▶ [Short task a]
Copy out every line of the listing that contains the string "cloud".

▶ [Selected extract]
====================

29. The German tax reform that entered into force at 1.1.2001 is a significant reform which implies a substantial cut in the corporation tax rate and in income tax rates, partly financed by the broadening of the tax base, including the abolition of the split rate system and the imputation system. However, despite these changes the German tax reform has only minor effects on the relative position of Germany in the EU country ranking and both the overall national corporate tax rate and the effective tax burden remains among the highest in the EU.

30. Simulating the impact of a hypothetical harmonisation of particular features of taxation systems in isolation on effective tax rates shows that:

Introducing a common statutory tax rate in the EU would have a significant impact by decreasing the dispersion - both between parent companies and between subsidiaries - of marginal and average effective tax rates across the EU countries. To the extent that taxation matters such a scenario would be likely to go some way in reducing locational inefficiencies within the EU.

By comparison, no other scenario would have such an impact. For example, introducing a common tax base or a system consisting in applying the definition of the home country tax base to the EU-wide profits of a multinational tends to increase the dispersion in effective tax rates if overall nominal tax rates are kept constant.

====================

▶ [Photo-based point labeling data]
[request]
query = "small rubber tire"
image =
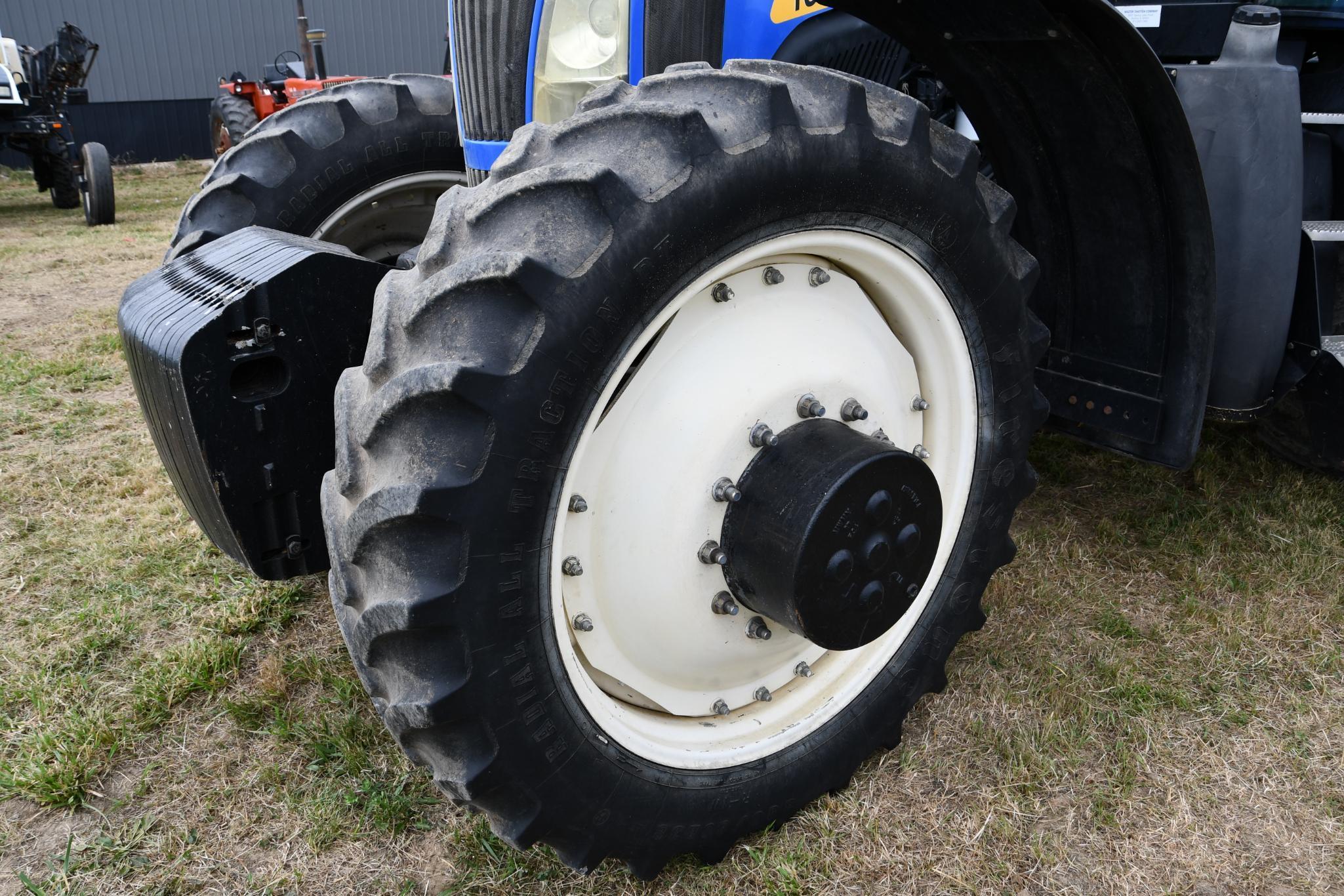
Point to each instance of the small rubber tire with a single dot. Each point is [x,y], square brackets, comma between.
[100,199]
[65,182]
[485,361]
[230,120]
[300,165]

====================

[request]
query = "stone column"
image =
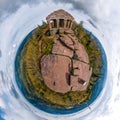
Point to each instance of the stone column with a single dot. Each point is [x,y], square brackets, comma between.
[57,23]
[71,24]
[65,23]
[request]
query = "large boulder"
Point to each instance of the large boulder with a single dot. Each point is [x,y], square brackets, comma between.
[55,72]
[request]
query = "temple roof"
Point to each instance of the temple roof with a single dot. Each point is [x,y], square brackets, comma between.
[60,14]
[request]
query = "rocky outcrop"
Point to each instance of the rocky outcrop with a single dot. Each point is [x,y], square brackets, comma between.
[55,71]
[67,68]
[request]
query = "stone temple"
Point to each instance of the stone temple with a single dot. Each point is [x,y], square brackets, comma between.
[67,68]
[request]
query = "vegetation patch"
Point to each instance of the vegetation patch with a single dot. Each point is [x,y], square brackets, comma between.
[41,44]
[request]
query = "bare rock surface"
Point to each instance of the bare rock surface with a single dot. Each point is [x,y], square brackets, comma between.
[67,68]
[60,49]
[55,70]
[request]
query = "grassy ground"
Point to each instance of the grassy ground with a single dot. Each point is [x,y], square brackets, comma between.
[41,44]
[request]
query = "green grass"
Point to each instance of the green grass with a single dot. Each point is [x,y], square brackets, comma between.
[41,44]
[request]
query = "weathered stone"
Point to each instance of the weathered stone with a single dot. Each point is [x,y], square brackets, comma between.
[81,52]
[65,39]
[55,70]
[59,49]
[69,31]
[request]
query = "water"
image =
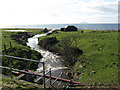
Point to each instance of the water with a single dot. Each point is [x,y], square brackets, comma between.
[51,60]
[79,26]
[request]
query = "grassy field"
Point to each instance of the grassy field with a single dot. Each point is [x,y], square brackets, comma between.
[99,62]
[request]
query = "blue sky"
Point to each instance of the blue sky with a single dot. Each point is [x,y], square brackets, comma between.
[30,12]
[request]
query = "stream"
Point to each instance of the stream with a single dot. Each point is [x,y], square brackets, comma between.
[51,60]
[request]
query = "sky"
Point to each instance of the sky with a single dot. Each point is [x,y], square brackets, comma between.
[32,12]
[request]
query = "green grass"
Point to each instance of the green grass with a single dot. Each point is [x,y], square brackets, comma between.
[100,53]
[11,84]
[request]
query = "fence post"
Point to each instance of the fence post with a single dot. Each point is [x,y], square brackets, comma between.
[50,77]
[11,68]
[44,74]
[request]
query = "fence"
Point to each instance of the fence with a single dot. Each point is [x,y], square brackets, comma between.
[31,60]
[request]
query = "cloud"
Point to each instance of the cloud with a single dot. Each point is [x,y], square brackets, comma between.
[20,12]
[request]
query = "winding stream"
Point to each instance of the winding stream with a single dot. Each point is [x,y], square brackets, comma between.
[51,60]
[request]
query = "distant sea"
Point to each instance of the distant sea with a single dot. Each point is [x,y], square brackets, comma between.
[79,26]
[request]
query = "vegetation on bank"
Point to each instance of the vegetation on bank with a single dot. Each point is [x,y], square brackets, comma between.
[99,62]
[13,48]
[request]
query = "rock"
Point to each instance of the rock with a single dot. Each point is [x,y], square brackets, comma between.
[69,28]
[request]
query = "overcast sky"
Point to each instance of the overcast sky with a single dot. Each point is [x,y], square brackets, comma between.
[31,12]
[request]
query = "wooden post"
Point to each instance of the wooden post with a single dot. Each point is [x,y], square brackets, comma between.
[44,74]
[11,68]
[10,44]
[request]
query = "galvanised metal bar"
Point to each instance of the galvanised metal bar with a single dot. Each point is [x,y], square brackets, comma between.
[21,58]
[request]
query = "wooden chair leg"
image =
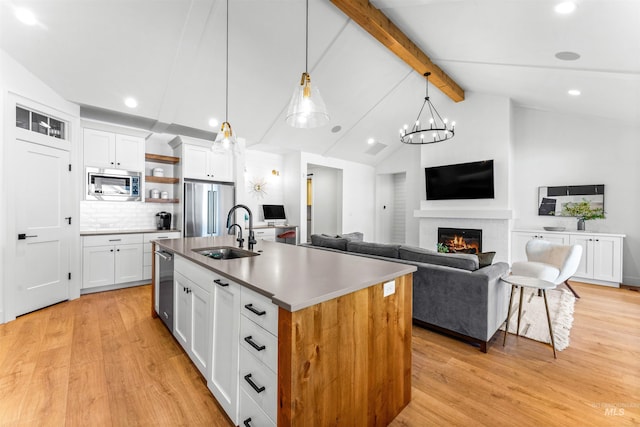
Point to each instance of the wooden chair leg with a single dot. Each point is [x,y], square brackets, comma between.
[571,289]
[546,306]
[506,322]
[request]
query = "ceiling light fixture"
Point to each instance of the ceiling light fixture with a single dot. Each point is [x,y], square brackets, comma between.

====================

▶ [Short task b]
Rewrite the passage on EU corporate taxation from "29. The German" to "highest in the EU.", substituting "German fiscal reform" for "German tax reform".

▶ [Response a]
query = "cloud"
Point to each instance of the cloud with a single dot. Each point is [x,y], square brackets, comma between.

▶ [Response b]
29. The German fiscal reform that entered into force at 1.1.2001 is a significant reform which implies a substantial cut in the corporation tax rate and in income tax rates, partly financed by the broadening of the tax base, including the abolition of the split rate system and the imputation system. However, despite these changes the German fiscal reform has only minor effects on the relative position of Germany in the EU country ranking and both the overall national corporate tax rate and the effective tax burden remains among the highest in the EU.